**Instructions for the task**. Complete, exact copies of all entries are needed.

**Information**.
○ ○ ○ ○ ○
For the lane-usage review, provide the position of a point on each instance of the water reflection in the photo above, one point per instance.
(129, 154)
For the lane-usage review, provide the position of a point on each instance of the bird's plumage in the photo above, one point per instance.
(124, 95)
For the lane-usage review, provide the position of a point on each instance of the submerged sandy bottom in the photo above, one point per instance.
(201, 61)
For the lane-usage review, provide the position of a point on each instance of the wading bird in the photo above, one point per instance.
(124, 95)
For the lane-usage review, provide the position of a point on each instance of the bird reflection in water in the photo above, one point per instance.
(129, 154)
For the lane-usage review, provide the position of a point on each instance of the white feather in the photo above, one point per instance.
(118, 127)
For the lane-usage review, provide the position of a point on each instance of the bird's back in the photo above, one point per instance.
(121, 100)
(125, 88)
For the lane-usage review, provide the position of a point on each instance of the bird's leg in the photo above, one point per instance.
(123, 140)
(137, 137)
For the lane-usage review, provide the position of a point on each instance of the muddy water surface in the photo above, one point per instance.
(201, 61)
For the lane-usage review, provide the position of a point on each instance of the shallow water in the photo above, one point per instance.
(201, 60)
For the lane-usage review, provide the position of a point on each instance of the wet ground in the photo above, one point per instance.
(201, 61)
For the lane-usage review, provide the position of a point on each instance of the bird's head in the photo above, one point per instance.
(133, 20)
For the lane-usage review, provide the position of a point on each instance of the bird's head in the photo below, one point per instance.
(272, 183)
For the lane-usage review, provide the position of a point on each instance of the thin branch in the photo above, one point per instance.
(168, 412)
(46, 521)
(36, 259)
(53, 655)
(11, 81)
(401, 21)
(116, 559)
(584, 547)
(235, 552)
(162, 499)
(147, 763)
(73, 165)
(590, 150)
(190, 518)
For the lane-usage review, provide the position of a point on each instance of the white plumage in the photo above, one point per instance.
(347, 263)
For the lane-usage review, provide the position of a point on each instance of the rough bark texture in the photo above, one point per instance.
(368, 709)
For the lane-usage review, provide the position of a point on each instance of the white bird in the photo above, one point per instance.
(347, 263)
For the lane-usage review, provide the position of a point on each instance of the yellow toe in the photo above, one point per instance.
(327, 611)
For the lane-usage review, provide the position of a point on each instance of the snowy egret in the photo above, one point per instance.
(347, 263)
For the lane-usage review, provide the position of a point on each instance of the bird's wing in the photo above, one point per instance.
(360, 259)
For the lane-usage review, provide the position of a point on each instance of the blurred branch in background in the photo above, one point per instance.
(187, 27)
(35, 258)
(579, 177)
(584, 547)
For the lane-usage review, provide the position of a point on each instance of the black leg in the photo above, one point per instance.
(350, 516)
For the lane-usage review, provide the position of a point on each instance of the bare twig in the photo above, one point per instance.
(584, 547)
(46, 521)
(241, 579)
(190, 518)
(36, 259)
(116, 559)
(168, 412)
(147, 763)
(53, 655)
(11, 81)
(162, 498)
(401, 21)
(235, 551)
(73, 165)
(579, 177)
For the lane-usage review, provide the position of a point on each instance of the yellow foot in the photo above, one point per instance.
○ ○ ○ ○ ○
**Answer box**.
For the lane-usage review, provide the position of a point on each instance of the water reflection in the photo above, one point per instance.
(129, 154)
For the lane-usage review, provide the position of a point on each instance of the bird's plumage in the photo above, one point per instance.
(124, 95)
For the lane-usage review, provide the position of a point on each instance of the submerged sandy bottom in the photo above, one point per instance.
(201, 61)
For the lane-usage review, provide the position of a point on each instance of the wading bird in the photo above, one point per instance.
(124, 95)
For the lane-usage review, provide the position of a point on each instance of the bird reflection in water in the photo above, one point per instance.
(129, 154)
For the lane-usage review, provide the position of a point on each instance of the white feather in the photo above, one point per instance.
(118, 127)
For the lane-usage review, provide the position of a point on each instance of the bird's back in the photo above, one point per instance.
(121, 100)
(125, 88)
For the lane-usage review, provide the position of a point on each instance of the bird's leg in the photo above, one point per instance.
(123, 140)
(137, 137)
For the lane-usage review, provide the position of a point on each instance of the muddy water surface in the photo above, one point per instance.
(201, 61)
For the lane-usage review, provide the position of a point on each instance of the shallow water in the photo above, one point per instance.
(201, 60)
For the lane-usage review, provide the position of a point on each instance of the wet ground in the photo above, one point per instance.
(201, 61)
For the lane-usage review, provide the position of a point on each instance of the bird's head in the photo above, one point per instance.
(133, 20)
For the lane-usage review, provide the position of a point on each instance of the bird's head in the photo below, one point per instance.
(272, 183)
For the lane-usage review, provide the position of a point on each instance of the thin branch in the photo above, one point per instance.
(168, 412)
(46, 521)
(36, 259)
(53, 655)
(11, 81)
(401, 21)
(116, 559)
(584, 547)
(235, 552)
(162, 499)
(147, 763)
(73, 165)
(590, 150)
(190, 518)
For the lane-usage review, provide the position of a point on each instance of the white plumage in the photo above, one point per instance.
(347, 263)
For the lane-usage review, provide the position of a point on each instance of the rough bark texture in the photo above, one point per instance.
(368, 709)
For the lane-usage review, provide the position of a point on each instance of the white bird in the photo above, one point per instance.
(347, 263)
For the lane-usage review, provide the position of a point on each instance of the yellow toe in the photo above, one point per instance.
(327, 611)
For the lane-usage review, provide the position of a point on each instance of the snowy egret in the photo above, one point per instance.
(347, 263)
For the lane-usage review, provide the position of a point on each instance of the bird's wing in the photo above, one point per instance.
(360, 259)
For the lane-usage review, provide the position of a point on each instance of the blurred branch in background in the photo above, one point per instance.
(187, 27)
(35, 258)
(579, 177)
(584, 547)
For the lane-usage review, provide the position of a point on each instance of the black leg in the photo above, one point per instance.
(350, 516)
For the lane-usage review, provide the position of a point on each instance of the bare twig in the photo above, one point per instance.
(584, 547)
(46, 521)
(241, 579)
(190, 518)
(36, 259)
(116, 559)
(168, 412)
(147, 763)
(53, 655)
(11, 81)
(162, 498)
(401, 21)
(235, 551)
(73, 165)
(579, 177)
For the lane-usage review, provide the position of a point on each instance of the yellow foot in the photo above, one point per instance.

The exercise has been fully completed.